Exercise instructions
Repeat exactly the lines of the records below, starting at the line that contains "form point(249, 20)." and ending at the line that contains "point(189, 133)", including both of those lines.
** start Supplied material **
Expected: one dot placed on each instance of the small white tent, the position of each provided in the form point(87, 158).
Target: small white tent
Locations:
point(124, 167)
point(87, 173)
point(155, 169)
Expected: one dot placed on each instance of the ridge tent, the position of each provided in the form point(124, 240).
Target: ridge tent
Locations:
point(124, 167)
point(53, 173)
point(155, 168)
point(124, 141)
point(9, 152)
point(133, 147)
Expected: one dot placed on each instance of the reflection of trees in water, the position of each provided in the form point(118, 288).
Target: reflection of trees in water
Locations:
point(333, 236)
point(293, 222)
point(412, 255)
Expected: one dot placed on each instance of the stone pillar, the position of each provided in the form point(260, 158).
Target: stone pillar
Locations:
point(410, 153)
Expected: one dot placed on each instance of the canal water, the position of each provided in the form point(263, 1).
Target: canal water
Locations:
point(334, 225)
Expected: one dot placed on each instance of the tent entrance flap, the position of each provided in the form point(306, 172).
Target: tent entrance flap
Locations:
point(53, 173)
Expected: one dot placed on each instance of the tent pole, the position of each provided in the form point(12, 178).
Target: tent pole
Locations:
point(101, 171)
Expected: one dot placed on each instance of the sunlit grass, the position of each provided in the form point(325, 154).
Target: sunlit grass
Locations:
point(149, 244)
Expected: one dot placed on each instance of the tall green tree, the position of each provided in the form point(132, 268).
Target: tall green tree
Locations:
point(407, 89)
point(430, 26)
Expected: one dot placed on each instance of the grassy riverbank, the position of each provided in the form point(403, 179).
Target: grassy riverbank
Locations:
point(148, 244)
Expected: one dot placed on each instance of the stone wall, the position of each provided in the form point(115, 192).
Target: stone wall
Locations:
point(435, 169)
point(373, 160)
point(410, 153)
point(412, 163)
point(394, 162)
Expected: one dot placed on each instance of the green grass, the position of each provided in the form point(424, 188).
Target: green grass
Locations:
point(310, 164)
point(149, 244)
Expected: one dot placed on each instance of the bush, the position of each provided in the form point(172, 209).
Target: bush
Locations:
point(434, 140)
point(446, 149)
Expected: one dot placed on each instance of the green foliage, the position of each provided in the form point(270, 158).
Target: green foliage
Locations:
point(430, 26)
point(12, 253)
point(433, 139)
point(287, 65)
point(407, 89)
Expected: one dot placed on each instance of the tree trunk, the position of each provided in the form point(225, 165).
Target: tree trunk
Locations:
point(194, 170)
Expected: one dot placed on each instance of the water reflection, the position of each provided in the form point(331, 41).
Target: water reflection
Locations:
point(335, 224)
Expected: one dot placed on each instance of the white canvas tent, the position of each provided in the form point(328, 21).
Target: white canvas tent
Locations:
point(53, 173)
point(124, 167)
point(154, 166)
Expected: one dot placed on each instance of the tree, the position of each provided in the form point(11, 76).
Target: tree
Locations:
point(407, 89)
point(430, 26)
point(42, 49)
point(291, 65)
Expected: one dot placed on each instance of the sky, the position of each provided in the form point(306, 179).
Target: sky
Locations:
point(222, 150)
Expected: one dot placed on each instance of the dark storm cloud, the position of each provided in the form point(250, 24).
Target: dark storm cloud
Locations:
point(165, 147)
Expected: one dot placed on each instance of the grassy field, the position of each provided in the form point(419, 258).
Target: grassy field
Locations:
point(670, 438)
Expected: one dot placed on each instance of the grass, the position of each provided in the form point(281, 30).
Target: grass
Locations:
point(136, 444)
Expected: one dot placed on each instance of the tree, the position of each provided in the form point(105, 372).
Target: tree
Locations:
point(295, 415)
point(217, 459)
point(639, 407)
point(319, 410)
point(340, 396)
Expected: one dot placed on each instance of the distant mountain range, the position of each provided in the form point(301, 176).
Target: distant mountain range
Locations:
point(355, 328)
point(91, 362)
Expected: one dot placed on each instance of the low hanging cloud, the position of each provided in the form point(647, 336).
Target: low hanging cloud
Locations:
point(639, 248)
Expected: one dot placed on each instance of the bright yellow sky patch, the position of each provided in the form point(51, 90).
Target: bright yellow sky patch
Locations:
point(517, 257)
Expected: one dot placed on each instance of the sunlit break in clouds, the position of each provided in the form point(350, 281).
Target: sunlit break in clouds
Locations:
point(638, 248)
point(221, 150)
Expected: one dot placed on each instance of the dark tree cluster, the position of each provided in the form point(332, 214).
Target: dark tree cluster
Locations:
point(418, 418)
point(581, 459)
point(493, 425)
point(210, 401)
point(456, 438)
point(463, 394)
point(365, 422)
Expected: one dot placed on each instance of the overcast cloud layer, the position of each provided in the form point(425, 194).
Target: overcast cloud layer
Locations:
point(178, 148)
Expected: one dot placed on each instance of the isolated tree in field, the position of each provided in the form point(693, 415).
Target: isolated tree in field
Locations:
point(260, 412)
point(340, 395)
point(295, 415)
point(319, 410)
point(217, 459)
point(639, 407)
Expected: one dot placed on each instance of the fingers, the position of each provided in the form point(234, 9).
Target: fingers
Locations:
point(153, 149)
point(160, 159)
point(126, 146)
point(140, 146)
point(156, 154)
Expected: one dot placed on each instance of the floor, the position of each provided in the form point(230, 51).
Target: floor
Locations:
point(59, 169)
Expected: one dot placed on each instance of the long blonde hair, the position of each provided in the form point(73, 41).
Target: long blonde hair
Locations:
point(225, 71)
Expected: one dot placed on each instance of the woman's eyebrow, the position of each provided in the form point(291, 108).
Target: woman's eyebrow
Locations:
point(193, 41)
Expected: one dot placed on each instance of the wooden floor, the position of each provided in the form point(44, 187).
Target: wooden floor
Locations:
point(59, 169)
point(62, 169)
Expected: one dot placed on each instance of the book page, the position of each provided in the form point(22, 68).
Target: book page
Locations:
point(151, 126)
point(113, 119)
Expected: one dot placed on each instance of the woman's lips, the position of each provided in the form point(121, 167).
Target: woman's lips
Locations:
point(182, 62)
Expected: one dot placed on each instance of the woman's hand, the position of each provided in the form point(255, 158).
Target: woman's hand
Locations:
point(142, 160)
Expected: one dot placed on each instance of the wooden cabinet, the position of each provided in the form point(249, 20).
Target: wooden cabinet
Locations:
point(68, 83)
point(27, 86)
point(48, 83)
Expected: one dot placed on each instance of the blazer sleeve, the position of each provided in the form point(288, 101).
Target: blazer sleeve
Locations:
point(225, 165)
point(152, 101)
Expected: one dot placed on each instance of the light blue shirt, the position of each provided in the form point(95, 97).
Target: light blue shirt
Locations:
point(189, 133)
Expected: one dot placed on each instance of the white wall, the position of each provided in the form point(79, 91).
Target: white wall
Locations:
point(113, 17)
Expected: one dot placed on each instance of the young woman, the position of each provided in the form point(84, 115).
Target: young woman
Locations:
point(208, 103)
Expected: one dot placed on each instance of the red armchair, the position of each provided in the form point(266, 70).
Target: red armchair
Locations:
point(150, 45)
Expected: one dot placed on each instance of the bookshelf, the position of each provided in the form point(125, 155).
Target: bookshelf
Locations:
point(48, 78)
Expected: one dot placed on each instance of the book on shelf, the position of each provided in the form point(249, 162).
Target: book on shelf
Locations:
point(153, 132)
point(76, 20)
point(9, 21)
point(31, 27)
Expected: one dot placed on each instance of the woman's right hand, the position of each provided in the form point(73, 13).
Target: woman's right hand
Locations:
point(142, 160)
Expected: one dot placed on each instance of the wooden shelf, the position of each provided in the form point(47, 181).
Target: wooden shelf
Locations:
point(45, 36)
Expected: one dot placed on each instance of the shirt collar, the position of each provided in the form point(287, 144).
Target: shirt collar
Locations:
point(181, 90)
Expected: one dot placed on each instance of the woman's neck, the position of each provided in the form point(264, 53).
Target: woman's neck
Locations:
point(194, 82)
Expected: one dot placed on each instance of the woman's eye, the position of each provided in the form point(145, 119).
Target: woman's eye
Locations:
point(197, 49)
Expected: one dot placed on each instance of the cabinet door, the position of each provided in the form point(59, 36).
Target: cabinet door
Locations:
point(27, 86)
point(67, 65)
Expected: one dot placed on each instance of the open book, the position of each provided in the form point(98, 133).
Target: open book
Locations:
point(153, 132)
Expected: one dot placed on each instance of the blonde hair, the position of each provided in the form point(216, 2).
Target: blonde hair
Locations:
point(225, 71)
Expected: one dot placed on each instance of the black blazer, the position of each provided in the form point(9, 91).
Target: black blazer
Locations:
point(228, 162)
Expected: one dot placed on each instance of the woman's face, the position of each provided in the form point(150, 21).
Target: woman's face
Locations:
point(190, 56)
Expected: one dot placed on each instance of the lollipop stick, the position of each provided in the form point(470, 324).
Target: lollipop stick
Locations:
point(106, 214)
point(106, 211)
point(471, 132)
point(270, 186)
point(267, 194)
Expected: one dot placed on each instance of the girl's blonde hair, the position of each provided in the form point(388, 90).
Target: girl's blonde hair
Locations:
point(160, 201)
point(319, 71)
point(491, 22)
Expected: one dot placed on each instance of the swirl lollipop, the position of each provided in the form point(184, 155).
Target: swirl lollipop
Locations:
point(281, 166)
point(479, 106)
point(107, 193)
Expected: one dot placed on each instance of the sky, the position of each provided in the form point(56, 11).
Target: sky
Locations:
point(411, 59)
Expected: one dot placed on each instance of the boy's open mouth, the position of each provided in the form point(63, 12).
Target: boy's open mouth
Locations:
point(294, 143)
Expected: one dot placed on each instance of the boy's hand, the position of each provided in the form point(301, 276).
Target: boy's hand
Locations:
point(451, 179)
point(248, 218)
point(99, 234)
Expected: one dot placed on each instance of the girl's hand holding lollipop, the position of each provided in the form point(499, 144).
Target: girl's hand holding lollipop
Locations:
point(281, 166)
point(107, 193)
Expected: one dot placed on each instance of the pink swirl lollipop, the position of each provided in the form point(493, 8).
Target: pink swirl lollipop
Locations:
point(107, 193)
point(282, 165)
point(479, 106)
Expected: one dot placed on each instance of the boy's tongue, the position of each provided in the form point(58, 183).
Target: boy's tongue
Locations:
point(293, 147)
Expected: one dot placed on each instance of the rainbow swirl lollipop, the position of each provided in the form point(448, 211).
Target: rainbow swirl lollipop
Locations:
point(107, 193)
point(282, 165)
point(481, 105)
** end Supplied material **
Task result
Expected: one dot placed on each instance of the wooden cabinet, the position of each provided in the form point(249, 20).
Target: wooden cabinet
Locations:
point(68, 83)
point(27, 86)
point(48, 83)
Expected: one dot placed on each instance of the blazer sleeve, the position of each provided in the form point(288, 101).
Target: blazer sleeve
Locations:
point(225, 165)
point(152, 101)
Expected: one dot placed on each instance of the light blue shirt, the position of each provided in the form point(95, 97).
Target: light blue shirt
Locations:
point(189, 133)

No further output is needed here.